===== Records provided =====

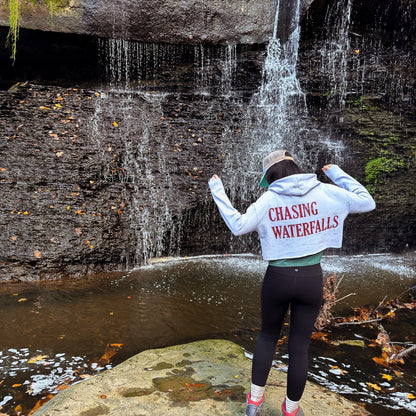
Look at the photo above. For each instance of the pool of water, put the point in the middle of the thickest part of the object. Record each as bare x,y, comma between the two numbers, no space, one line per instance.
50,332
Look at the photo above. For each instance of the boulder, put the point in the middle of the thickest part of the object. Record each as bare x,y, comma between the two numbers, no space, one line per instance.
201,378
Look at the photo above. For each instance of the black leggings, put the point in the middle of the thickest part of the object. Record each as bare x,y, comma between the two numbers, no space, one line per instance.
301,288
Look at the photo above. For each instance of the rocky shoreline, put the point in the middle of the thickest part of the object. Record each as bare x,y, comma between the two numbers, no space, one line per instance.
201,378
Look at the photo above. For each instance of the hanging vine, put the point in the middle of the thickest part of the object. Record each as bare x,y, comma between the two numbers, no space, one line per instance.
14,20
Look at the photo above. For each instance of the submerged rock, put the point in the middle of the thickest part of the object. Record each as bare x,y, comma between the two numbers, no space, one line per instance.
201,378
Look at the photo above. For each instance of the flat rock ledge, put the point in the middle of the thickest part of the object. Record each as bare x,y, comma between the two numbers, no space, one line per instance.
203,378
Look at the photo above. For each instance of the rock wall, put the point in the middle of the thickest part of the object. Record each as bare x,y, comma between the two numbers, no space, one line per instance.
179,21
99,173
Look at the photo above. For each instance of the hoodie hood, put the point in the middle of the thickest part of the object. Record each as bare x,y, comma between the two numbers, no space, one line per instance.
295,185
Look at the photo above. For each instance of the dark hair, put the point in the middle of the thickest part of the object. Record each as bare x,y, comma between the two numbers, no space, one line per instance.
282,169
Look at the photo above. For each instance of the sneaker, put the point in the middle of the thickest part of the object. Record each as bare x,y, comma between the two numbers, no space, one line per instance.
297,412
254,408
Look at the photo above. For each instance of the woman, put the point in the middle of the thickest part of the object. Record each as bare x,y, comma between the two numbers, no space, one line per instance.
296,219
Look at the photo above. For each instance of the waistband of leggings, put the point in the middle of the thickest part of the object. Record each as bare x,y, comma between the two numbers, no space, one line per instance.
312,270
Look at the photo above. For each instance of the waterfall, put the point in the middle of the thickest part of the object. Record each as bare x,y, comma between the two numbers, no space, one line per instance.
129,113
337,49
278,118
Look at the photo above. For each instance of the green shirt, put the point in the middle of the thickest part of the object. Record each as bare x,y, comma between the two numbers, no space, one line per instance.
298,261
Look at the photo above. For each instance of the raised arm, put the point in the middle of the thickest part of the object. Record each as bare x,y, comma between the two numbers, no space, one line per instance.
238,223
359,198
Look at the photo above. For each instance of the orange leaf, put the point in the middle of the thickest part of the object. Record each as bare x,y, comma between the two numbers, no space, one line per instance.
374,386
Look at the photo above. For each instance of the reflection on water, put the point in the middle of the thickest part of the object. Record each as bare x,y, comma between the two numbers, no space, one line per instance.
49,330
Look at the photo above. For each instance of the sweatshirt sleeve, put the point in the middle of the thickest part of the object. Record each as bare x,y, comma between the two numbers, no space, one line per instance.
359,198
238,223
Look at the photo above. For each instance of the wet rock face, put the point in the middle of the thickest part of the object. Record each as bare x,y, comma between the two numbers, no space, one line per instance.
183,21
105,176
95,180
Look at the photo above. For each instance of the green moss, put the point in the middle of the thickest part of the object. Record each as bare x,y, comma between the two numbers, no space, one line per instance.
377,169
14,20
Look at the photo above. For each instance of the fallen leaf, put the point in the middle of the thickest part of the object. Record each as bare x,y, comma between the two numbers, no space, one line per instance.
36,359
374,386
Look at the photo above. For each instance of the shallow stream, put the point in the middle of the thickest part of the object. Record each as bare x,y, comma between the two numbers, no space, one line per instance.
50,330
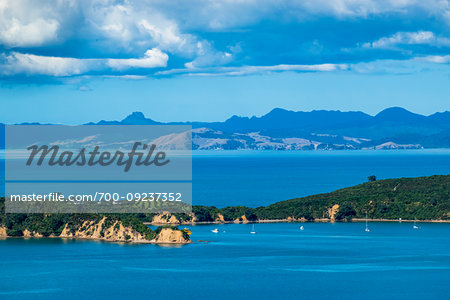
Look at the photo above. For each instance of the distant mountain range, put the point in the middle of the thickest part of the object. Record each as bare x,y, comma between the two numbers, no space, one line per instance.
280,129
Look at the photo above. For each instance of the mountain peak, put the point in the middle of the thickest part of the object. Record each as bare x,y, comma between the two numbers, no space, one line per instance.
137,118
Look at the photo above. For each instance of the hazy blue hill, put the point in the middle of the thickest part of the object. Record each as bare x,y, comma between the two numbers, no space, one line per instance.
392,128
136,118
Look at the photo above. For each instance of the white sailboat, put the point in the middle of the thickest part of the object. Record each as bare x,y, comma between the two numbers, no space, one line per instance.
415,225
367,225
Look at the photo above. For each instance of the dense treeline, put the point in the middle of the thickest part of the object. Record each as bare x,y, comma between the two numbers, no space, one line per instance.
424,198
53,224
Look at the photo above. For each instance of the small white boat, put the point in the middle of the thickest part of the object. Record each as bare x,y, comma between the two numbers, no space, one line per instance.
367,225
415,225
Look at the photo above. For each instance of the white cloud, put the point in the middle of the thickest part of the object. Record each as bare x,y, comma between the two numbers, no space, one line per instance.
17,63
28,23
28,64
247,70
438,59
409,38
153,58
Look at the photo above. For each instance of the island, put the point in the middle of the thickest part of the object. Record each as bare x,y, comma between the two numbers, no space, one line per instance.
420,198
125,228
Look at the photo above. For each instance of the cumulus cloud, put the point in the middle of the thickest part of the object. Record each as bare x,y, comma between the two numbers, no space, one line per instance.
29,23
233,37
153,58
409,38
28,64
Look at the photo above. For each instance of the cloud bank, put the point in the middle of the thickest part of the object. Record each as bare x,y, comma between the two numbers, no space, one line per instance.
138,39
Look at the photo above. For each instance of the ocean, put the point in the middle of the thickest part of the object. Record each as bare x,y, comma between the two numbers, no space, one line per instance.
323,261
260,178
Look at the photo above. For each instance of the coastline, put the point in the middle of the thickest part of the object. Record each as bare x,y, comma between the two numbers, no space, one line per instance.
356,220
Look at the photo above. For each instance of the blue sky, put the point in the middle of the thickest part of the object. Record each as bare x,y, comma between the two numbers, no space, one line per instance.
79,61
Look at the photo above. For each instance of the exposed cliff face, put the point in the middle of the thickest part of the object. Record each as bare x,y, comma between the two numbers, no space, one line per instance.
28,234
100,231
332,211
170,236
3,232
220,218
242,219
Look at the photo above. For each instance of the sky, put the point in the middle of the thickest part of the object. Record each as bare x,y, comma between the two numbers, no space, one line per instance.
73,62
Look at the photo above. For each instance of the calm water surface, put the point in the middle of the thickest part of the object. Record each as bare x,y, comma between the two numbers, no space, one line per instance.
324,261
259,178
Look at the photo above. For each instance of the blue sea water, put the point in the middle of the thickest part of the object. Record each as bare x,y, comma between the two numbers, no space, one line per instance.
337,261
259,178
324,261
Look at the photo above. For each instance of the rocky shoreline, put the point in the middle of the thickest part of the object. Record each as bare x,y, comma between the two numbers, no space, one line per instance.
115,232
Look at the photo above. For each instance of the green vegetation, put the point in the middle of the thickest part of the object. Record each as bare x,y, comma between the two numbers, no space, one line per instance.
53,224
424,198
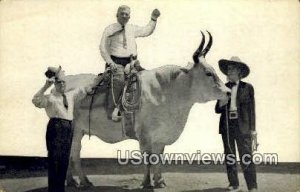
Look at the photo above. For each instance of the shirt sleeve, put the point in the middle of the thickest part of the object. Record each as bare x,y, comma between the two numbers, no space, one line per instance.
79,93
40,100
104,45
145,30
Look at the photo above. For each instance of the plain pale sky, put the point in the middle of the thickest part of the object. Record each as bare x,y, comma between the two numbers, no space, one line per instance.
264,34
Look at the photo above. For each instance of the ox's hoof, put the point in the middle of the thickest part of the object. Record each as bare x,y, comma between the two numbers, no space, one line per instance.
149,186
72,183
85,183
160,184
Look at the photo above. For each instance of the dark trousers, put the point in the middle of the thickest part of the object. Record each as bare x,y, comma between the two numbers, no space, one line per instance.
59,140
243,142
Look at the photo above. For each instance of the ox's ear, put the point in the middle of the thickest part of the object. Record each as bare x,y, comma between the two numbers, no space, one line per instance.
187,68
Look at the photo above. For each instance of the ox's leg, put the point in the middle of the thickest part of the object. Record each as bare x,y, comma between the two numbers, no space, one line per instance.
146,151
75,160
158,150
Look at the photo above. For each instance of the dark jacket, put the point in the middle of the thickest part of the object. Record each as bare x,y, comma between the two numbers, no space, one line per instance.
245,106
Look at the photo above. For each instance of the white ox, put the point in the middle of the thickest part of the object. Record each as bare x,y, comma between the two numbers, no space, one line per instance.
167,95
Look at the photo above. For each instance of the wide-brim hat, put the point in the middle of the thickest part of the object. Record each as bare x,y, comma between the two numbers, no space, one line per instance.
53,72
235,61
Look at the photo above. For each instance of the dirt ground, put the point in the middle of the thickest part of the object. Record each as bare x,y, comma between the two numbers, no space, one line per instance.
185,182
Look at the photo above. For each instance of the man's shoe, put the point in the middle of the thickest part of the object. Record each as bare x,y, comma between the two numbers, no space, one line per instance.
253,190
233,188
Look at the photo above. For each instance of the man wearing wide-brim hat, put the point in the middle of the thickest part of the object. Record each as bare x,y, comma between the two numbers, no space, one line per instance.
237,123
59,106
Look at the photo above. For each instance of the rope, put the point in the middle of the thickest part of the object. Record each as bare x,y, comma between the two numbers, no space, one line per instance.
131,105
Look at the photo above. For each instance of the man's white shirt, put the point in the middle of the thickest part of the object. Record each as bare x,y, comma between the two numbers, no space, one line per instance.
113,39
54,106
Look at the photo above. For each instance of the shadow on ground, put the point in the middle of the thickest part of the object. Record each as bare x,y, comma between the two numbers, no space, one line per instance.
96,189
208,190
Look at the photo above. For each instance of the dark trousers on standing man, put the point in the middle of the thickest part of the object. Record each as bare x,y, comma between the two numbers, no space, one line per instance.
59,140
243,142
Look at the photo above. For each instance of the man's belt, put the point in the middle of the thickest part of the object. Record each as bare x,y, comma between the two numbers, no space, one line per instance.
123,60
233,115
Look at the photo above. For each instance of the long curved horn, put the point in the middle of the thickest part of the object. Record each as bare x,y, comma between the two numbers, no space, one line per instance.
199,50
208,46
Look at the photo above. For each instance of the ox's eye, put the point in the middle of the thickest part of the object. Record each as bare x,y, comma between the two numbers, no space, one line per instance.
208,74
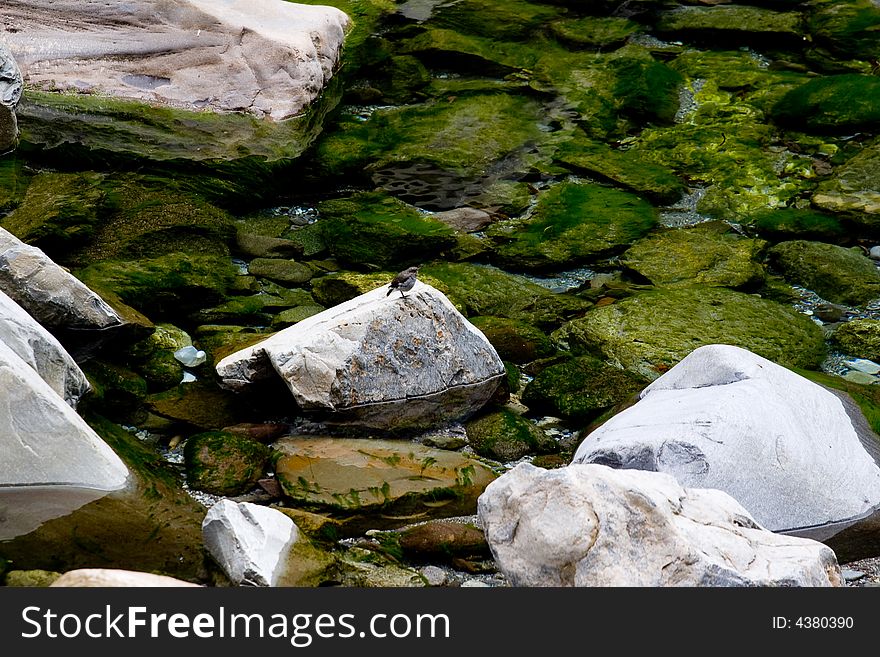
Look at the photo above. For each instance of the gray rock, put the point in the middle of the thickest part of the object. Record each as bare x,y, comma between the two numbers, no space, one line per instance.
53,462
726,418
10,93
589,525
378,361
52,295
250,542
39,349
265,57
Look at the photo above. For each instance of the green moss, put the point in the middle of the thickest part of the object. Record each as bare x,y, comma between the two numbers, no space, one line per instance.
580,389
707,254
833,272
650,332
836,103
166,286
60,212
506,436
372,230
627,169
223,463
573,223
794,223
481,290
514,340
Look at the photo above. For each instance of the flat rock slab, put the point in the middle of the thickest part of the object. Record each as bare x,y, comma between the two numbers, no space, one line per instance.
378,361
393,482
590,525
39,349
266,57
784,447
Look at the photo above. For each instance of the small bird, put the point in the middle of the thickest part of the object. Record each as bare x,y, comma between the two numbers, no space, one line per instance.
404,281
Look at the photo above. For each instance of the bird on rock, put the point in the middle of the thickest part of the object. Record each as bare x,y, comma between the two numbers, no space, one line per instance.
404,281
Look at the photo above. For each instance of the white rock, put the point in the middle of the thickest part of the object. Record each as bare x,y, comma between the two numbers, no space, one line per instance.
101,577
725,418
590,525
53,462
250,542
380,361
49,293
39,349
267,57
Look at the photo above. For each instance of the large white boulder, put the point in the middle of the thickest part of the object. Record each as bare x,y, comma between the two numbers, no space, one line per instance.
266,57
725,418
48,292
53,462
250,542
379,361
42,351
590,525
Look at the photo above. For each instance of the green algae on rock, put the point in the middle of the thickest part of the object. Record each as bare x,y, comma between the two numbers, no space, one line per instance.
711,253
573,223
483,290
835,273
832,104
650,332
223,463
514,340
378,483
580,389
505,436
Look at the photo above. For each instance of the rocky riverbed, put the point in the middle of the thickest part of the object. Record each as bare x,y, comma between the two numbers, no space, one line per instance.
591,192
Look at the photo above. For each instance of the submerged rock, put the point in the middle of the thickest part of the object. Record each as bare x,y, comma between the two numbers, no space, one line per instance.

=====

_Problem_. Reproduce exactly what appears from the line containing "rocky riverbed, put" down to the final line of the data.

_Task answer_.
Look at the photo above. For each instance of the rocky riverbed, put the point in the middle of the thickest part of the object. Record each as bare x,y, comma between the two numbers, no space, one line per instance.
591,192
Look at the photo above. For each instance of the submerged rock, put the point in the middle of the thickest part of the object. Record each as bare x,y, comma between the two numbers, no space, one line per instance.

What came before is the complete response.